++++ SOURCE MATERIAL

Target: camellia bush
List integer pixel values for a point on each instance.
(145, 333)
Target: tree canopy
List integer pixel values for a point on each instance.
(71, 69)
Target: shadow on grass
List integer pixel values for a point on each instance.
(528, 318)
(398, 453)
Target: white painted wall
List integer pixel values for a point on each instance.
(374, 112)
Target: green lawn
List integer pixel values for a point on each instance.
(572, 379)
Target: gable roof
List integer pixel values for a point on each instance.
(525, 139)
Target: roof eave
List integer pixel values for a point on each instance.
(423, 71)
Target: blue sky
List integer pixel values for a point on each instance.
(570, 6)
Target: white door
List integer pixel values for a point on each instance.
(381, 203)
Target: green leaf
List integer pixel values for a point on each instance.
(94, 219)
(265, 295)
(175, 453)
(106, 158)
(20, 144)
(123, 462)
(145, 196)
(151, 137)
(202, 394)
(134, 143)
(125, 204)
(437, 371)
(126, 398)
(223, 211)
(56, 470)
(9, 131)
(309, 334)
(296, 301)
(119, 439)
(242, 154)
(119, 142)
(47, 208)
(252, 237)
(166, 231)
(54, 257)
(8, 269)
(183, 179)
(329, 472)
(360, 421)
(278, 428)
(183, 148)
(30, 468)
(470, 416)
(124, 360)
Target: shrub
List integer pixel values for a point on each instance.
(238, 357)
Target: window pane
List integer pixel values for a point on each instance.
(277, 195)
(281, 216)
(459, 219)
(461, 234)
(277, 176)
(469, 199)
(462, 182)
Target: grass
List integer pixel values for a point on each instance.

++++++++

### PROBLEM TO WORK ON
Output each entry precisely as given.

### WRITTEN RESPONSE
Target: camellia bush
List integer pixel values for a point on each instance.
(145, 333)
Target: tree canopy
List integer pixel values for a point on each instance.
(71, 69)
Target: shadow on grass
List integer pixel values for a point on each instance.
(528, 318)
(398, 453)
Target: white painted wall
List integer pixel values for a point on each instance.
(374, 112)
Target: green lawn
List integer pixel values for a point on each instance.
(572, 379)
Target: gable roof
List integer pixel values for a point on each instance.
(525, 139)
Target: roof eave
List integer pixel values for a point on each instance.
(423, 71)
Target: blue sky
List integer pixel values for a point on each instance.
(570, 6)
Target: white door
List integer pixel values for a point on each instance.
(381, 203)
Target: green leaf
List integer pixel values for a point on each instance.
(94, 219)
(265, 295)
(175, 453)
(106, 158)
(20, 144)
(123, 462)
(145, 196)
(151, 137)
(202, 394)
(134, 143)
(125, 204)
(437, 371)
(126, 398)
(223, 211)
(56, 470)
(9, 131)
(309, 334)
(296, 301)
(119, 439)
(242, 154)
(119, 142)
(47, 208)
(252, 237)
(166, 231)
(54, 257)
(8, 269)
(183, 179)
(329, 472)
(360, 421)
(278, 428)
(183, 148)
(30, 468)
(470, 416)
(124, 360)
Target: shrub
List integer pixel values for a point on each instance.
(238, 357)
Target: window pane
List integer pixel values for a point on each instance.
(277, 195)
(281, 216)
(459, 219)
(461, 234)
(277, 176)
(469, 199)
(462, 182)
Target: grass
List integer pixel values for a point on each instance.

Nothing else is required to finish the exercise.